Tasks to perform =>
• a. Answer these questions from the text on belief:
(i) Which award was Randy Johnson given?
(ii) Where was the ship carrying Paul headed?
(iii) Who persuaded the centurion more than Paul did?
• b. Copy the text on belief between "Dr. Brian Allison" and "produced admirable results.", inclusive, and substitute "dad" for every "father".

--- Selected text ---

The Dynamics of Change: Belief - #2

Dr. Brian Allison

Randy Johnson was awarded the Cy Young Award this past week for being the best pitcher in the American League. When Randy's father was dying, he was so bold as to promise his father that he would be one of the best pitchers in the Majors. That was quite a promise! That promise was clearly fulfilled this past week when he was awarded one of baseball's most prestigious awards. Randy Johnson believed that he could make good on the promise that he gave to his father. He believed in his abilities, his skills, and his talents; and his belief was transformed into reality. The power of belief produced admirable results.

True belief rests on persuasion

Belief is able to effect change, even significant and far reaching change. Belief answers to truth, and truth gives birth to belief; and true belief in the truth effects change. Before one will experience any positive behavioural change, he or she must believe certain facts to be true, and in believing certain facts to be true, that belief will become self-propelling. With true belief, one is ready for definite action. Now, though belief answers to the truth, and though truth gives birth to belief, true belief will occur only when you are persuaded by the truth, that is, when you are persuaded by the correctness of the facts. The episode of the apostle Paul and others caught in a storm on a ship en route to Rome provides a clear object lesson on this aspect of belief. Prior to the appearance of the turbulent storm, Paul warned, "'Men, I perceive that the voyage will certainly be attended with damage and great loss, not only of the cargo and the ship, but also of our lives.' But the centurion was more persuaded by the pilot and the captain of the ship, than by what was being said by Paul" (Acts 27:10,11). Apparently, when Paul spoke, he did not speak with a ring of authority; he did not communicate credibility. The centurion, who had the power to decide on the progress of the voyage, gave more credence to the counsel of the pilot and the captain, rather than to that of Paul. And why not? Seemingly, these two men were experienced seamen; they, no doubt, had sailed this ship in various conditions. Paul, however, was simply a prisoner, a mere passenger, and may even have been considered a religious eccentric. The centurion listened to the captain and the pilot, and was persuaded by them, and thus believed what they had to say. They carried the authority and credibility at this point.

--- Supplied records ---

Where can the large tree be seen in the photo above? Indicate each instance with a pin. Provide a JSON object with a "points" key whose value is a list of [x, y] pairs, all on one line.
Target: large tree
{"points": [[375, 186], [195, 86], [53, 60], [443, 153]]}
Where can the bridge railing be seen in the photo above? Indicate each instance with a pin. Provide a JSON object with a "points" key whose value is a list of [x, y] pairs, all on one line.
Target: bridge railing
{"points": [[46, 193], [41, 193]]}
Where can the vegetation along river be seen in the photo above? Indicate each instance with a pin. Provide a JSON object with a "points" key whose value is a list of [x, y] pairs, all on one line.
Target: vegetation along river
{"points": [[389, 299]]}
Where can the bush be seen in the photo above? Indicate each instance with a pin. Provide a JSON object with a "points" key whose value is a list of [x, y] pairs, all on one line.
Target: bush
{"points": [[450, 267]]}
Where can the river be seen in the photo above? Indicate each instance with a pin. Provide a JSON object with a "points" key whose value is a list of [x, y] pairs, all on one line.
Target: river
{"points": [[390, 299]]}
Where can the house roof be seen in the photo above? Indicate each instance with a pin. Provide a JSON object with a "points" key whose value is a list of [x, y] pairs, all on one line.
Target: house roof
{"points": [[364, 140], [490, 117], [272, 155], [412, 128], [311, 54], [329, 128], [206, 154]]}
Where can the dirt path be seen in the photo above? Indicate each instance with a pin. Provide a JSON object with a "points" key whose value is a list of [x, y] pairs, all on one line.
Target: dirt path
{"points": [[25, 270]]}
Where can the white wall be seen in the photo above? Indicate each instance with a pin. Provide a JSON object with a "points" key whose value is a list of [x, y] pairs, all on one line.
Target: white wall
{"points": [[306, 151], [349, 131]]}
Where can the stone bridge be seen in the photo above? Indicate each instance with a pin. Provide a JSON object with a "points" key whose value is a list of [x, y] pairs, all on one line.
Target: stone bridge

---

Results for the exercise =>
• a.
(i) The Cy Young Award
(ii) Rome
(iii) The pilot and the captain of the ship

• b.
Dr. Brian Allison

Randy Johnson was awarded the Cy Young Award this past week for being the best pitcher in the American League. When Randy's dad was dying, he was so bold as to promise his dad that he would be one of the best pitchers in the Majors. That was quite a promise! That promise was clearly fulfilled this past week when he was awarded one of baseball's most prestigious awards. Randy Johnson believed that he could make good on the promise that he gave to his dad. He believed in his abilities, his skills, and his talents; and his belief was transformed into reality. The power of belief produced admirable results.